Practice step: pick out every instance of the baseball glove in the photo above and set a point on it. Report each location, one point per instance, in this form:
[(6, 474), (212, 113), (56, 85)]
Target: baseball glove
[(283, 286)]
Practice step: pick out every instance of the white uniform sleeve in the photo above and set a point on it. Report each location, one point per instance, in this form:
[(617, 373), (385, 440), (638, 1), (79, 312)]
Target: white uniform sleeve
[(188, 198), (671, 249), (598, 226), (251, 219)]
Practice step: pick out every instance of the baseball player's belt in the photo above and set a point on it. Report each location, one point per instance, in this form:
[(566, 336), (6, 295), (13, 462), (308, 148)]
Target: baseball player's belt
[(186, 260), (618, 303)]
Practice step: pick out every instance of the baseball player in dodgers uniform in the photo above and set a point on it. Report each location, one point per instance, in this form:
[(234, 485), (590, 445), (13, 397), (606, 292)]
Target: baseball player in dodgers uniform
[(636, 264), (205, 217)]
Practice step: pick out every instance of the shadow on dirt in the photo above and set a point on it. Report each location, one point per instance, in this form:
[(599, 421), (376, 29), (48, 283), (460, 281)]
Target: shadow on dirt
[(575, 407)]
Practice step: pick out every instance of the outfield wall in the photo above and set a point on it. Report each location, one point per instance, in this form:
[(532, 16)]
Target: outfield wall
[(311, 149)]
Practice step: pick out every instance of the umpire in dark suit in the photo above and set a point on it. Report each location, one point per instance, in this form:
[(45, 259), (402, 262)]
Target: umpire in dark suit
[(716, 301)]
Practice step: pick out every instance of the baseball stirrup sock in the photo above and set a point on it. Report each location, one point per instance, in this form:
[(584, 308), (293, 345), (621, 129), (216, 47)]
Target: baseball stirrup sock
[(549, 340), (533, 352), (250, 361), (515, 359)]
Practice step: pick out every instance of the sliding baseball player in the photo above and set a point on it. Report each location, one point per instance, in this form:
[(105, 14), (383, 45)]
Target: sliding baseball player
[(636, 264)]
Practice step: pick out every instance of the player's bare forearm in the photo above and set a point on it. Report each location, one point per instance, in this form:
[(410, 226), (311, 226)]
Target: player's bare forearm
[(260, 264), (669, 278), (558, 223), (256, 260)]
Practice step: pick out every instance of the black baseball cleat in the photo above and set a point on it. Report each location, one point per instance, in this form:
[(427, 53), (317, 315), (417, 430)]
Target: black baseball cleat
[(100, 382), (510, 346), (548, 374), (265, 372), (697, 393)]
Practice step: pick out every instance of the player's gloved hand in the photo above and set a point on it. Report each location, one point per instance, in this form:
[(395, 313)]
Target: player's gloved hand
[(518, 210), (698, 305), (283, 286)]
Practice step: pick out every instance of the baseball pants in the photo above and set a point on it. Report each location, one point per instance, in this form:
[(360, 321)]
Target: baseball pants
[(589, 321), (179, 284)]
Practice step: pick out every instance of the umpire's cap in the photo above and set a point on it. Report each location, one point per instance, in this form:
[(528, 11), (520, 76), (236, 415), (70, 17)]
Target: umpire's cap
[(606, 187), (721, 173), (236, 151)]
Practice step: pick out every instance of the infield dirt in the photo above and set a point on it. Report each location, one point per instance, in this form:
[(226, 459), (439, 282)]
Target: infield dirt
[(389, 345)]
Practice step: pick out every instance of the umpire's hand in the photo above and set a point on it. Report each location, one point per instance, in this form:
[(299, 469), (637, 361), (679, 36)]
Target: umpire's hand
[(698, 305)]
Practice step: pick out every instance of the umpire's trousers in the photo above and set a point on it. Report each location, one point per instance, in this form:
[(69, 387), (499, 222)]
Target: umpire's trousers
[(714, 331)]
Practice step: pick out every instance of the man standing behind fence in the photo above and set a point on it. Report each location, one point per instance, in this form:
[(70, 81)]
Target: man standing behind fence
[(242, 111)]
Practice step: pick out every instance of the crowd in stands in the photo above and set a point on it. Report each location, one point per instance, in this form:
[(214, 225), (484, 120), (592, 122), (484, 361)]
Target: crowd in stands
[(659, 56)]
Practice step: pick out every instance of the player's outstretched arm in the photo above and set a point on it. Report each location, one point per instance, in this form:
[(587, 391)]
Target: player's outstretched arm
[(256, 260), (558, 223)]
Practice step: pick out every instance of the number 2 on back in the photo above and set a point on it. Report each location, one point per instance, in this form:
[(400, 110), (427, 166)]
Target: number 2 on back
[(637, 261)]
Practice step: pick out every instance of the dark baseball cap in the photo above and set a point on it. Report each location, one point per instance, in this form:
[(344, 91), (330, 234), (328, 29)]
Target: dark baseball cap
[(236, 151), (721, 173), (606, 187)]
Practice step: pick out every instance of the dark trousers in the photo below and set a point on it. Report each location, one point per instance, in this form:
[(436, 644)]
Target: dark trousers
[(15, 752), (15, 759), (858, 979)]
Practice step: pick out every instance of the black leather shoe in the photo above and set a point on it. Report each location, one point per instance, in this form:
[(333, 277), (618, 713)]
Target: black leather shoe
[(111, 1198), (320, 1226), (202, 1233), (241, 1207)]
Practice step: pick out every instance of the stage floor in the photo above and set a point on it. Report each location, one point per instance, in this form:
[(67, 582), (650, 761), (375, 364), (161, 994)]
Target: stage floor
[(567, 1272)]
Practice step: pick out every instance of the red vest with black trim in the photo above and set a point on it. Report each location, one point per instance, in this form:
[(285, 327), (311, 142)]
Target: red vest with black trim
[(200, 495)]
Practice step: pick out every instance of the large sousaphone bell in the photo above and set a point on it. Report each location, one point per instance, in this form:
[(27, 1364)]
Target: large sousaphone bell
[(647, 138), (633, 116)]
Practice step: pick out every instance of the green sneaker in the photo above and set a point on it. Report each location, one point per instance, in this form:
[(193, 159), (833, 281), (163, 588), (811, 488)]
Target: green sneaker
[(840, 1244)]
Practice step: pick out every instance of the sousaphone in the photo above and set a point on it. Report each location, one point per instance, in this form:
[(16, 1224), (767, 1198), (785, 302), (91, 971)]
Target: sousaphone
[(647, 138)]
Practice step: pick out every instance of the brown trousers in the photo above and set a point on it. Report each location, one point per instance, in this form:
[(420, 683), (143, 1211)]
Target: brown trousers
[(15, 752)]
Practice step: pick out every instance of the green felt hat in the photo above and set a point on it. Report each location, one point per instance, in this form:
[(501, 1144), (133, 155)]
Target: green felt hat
--------
- **What is being asked**
Copy each line of the records that contains the word "felt".

- **Answer to this task**
Practice step: pick out every instance of the green felt hat in the photo above and set a point on it. Report each location, one point per instance, in this form:
Target: green felt hat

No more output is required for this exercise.